CONSIGNE | D'après le document source, pour quelles raisons le président George W. Bush a-t-il conduit son pays dans un piège ? Répondez en une à trois phrases.

DOCUMENT SOURCE |
────

Quelle que soit l'issue de la crise irakienne, le président George W. Bush a conduit son pays dans un piège : d'une part, parce que la rhétorique guerrière des doctrinaires qui l'entourent dresse le monde contre les États-Unis ; d'autre part, parce que l'Amérique, qui se voulait bienveillante, est considérée désormais comme une nuisance. Il n'est pas déraisonnable de penser qu'elle mettra un terme à l'ère des empires, dont elle pourrait bien être le dernier avatar moderne. L'Europe, qui a échoué par le passé à devenir empire, peut légitimement y voir une chance à saisir et parier sur le déclin des États-Unis, à condition de ne pas se tromper elle-même de projet.

────

DONNÉES FOURNIES |
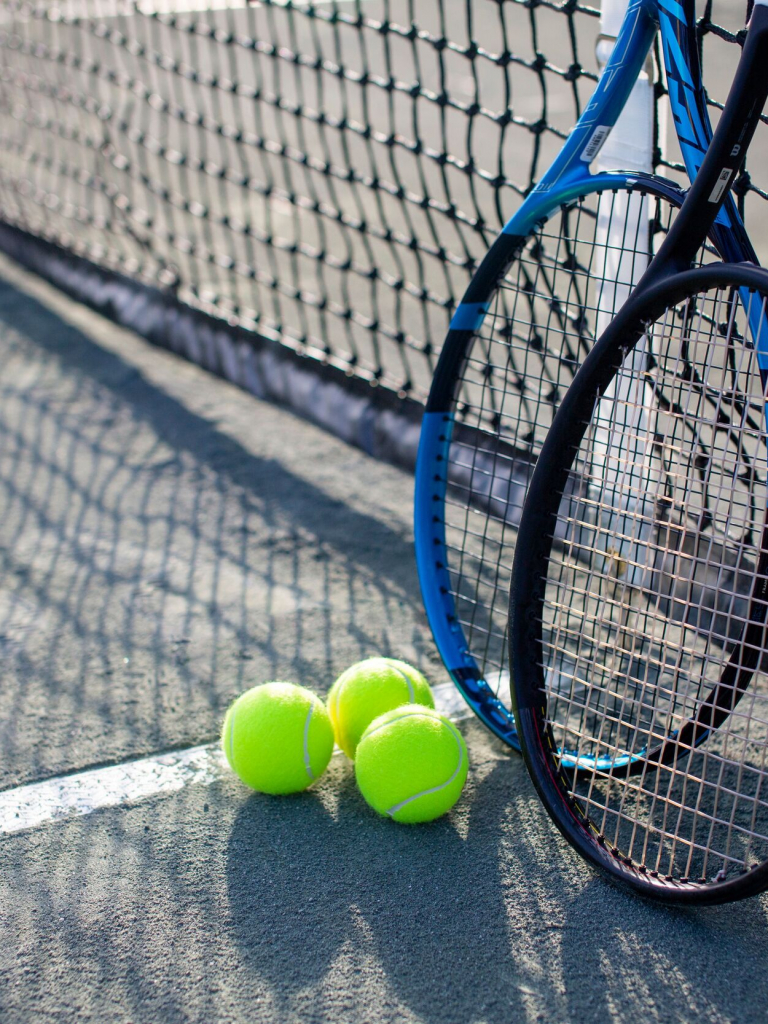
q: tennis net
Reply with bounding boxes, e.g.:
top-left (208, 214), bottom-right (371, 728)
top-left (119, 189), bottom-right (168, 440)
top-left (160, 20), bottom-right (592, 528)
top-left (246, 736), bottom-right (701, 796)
top-left (0, 0), bottom-right (763, 461)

────

RÉPONSE | D'une part, la rhétorique guerrière des doctrinaires qui entourent le président dresse le monde contre les États-Unis. D'autre part, l'Amérique, qui se voulait bienveillante, est désormais considérée comme une nuisance.